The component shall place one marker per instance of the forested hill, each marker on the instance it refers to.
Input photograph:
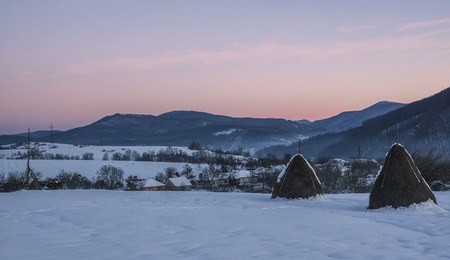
(422, 126)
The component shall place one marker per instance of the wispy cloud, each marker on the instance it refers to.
(355, 29)
(425, 24)
(270, 52)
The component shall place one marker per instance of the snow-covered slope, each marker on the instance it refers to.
(97, 224)
(350, 119)
(88, 168)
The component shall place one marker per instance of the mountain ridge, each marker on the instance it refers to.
(182, 127)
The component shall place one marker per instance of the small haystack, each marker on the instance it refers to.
(399, 183)
(297, 180)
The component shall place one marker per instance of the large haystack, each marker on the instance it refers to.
(400, 182)
(297, 180)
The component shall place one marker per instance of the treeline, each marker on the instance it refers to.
(336, 176)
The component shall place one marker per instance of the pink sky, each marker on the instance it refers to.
(72, 63)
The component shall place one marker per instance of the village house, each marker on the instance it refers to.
(178, 183)
(152, 185)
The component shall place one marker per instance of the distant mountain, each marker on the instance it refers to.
+++++
### BRIEF
Exactly reproduce the entries above, minus the pictures.

### FULL RESPONSE
The component shall place one marker per instance of the forested hill, each marker on the instance it refers to.
Input photograph:
(422, 126)
The component shall place one marker per instance of the wispy cloud, each marker on the instance it refers to.
(355, 29)
(425, 24)
(270, 52)
The component shall place one marker per instance of the snow-covered slope, each marker on the instance it refers to.
(97, 224)
(350, 119)
(88, 168)
The component shall place one marker per instance of the mountain ridge, each marker on the instance it refers to.
(182, 127)
The component shall place one marker per instance of the small haystack, each marker on the instance it refers to.
(399, 183)
(297, 180)
The component shall place one marker per instance of the large haystack, each marker on the instance it refers to.
(400, 182)
(297, 180)
The component shall place one marker per instance of the treeline, each marker on the instance it refers to.
(336, 176)
The component shall place one marker per instance of the pink sky, each marker on the instance it refers to.
(72, 63)
The component shall place one marker per instance of the village house, each marker on the instance it refers to.
(178, 183)
(152, 185)
The component shall place one marker per instance of the distant mountain, each marker on the instance it refers to.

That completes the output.